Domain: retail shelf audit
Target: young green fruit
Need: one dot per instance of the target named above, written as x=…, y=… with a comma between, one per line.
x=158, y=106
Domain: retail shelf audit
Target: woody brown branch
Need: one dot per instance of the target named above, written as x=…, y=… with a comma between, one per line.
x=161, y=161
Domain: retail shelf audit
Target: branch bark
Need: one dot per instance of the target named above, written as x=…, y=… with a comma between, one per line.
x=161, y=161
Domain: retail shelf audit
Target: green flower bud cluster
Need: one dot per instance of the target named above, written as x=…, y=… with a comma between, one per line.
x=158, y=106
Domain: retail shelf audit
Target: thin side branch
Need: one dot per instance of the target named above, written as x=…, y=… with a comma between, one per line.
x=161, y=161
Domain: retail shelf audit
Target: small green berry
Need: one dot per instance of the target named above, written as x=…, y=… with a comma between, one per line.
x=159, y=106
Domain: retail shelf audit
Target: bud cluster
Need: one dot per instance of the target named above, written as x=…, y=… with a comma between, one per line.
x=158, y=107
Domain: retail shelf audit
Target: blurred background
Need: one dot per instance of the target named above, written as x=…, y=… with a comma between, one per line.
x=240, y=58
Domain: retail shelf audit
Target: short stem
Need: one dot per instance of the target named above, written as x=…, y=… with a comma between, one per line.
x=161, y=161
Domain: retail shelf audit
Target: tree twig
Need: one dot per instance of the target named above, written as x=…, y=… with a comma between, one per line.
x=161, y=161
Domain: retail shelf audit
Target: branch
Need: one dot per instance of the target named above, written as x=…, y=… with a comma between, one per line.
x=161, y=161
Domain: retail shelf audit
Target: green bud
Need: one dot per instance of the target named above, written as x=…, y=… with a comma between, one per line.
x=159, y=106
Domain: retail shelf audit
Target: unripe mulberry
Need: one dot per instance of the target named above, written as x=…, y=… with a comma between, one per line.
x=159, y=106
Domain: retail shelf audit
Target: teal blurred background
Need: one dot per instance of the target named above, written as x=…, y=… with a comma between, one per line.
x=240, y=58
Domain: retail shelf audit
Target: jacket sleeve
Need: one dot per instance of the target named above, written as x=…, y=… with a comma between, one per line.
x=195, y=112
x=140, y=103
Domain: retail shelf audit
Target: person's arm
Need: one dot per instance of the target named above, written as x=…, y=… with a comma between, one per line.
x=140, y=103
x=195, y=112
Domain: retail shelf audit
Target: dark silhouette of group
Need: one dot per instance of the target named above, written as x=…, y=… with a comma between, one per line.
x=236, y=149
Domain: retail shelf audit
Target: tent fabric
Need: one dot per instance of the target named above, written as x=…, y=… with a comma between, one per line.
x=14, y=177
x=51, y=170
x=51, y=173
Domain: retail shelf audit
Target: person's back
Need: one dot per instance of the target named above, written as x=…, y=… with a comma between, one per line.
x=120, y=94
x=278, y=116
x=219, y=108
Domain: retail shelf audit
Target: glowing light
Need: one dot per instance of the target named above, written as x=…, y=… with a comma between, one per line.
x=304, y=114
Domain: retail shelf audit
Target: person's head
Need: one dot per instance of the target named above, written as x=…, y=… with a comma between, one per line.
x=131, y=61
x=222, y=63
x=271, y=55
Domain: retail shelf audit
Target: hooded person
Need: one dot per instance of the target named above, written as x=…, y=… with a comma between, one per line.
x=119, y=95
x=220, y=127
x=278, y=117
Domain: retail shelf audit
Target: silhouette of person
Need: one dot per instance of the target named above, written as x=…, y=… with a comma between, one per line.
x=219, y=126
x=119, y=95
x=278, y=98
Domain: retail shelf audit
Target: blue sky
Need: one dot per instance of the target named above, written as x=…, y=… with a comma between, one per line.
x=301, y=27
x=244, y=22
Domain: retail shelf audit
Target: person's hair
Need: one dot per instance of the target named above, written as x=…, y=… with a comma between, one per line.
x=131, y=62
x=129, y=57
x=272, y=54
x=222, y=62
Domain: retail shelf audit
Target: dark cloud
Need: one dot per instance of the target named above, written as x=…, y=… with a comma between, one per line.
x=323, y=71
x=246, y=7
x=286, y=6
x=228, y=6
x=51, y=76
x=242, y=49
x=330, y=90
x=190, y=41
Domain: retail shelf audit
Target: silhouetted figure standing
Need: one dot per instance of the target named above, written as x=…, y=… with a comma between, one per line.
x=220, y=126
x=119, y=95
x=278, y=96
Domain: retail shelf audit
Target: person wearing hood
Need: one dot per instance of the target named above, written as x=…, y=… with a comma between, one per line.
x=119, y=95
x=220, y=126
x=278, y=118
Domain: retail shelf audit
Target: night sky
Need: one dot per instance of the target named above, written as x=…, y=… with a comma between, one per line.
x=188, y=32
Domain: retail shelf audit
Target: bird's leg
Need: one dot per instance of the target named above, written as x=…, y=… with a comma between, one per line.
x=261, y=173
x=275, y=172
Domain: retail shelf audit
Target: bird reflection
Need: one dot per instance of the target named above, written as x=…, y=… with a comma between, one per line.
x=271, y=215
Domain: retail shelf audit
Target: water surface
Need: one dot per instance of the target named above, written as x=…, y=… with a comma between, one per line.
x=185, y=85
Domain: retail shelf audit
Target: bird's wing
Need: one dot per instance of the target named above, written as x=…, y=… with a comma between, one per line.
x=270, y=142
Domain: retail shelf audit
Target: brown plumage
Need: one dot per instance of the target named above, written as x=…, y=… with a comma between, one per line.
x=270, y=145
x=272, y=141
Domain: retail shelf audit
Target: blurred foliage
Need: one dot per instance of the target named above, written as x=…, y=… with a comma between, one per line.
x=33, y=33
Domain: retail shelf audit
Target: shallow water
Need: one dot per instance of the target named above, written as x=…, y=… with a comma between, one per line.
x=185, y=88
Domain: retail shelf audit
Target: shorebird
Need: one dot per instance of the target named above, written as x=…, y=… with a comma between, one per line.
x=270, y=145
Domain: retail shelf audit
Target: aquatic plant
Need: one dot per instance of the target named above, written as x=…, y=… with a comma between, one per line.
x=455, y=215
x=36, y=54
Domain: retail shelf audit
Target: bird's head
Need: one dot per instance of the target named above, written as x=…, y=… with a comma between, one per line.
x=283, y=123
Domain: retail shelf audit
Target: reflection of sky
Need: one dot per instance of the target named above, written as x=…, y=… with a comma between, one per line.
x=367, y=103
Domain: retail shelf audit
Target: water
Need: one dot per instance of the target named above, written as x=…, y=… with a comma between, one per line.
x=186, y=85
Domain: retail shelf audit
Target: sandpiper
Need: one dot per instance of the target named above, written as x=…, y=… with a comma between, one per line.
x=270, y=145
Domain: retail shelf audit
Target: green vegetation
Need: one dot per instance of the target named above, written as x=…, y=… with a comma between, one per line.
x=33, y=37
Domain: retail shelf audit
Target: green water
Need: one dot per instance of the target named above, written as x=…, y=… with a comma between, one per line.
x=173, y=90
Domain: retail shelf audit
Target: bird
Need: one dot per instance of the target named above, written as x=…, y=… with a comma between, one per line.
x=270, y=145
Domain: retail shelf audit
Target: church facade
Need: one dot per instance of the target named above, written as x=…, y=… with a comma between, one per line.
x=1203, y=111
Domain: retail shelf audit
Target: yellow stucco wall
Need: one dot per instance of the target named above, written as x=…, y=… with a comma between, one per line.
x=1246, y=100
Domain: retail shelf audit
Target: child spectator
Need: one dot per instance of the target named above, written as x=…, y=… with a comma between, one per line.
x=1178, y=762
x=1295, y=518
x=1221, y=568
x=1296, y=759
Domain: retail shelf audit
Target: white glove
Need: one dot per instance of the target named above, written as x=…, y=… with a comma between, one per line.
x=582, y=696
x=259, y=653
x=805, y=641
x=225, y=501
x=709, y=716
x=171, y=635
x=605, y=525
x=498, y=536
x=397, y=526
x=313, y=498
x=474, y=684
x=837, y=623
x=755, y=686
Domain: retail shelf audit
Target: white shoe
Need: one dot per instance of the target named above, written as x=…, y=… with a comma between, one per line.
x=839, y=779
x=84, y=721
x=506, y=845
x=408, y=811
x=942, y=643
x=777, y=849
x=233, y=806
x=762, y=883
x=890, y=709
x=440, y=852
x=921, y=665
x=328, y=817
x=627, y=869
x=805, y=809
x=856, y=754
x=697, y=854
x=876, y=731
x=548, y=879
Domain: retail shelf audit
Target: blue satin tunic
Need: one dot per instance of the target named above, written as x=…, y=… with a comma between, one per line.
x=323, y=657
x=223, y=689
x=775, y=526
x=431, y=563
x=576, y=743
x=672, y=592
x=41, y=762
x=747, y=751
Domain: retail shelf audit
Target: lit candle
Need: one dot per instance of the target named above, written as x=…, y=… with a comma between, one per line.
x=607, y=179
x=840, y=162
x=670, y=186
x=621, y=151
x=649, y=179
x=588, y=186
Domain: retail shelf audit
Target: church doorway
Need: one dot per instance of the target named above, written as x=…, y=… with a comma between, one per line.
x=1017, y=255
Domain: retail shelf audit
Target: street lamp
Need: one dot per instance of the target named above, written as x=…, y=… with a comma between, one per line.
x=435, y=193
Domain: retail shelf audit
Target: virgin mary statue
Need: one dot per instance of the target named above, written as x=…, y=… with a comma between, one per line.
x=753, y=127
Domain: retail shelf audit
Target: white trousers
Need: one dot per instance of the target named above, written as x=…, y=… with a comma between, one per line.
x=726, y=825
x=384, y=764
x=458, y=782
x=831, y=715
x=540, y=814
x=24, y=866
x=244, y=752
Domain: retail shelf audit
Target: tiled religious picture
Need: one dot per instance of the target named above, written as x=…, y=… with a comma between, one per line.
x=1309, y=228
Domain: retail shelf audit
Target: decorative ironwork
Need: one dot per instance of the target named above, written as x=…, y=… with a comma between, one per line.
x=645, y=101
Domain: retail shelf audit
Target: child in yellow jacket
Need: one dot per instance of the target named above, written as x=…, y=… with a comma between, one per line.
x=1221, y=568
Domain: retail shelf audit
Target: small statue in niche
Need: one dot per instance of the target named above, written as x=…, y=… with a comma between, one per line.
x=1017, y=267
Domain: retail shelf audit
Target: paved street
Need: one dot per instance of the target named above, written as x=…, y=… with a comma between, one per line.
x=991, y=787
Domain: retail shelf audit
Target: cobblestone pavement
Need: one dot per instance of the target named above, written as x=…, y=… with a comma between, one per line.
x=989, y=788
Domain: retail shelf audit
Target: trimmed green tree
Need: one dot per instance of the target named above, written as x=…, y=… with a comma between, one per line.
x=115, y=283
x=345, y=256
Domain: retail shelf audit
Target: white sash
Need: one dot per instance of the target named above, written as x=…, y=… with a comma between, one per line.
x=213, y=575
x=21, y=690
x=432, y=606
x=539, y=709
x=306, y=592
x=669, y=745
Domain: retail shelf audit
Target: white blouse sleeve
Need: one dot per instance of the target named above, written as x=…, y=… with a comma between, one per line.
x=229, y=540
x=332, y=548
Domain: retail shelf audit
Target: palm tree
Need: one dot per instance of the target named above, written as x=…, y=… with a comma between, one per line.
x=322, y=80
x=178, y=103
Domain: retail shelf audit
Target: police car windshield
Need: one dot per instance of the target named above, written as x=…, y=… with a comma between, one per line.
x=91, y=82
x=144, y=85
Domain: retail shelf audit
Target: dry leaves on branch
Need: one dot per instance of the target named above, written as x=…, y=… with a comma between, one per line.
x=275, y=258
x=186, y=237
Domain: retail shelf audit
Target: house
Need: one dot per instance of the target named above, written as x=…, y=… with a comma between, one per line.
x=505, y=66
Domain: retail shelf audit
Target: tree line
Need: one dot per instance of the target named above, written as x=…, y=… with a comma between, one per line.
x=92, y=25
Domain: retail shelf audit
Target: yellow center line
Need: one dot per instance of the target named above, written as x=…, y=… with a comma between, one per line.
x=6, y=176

——

If a line of the records above includes the word "green", count it; state the final number with no other words.

7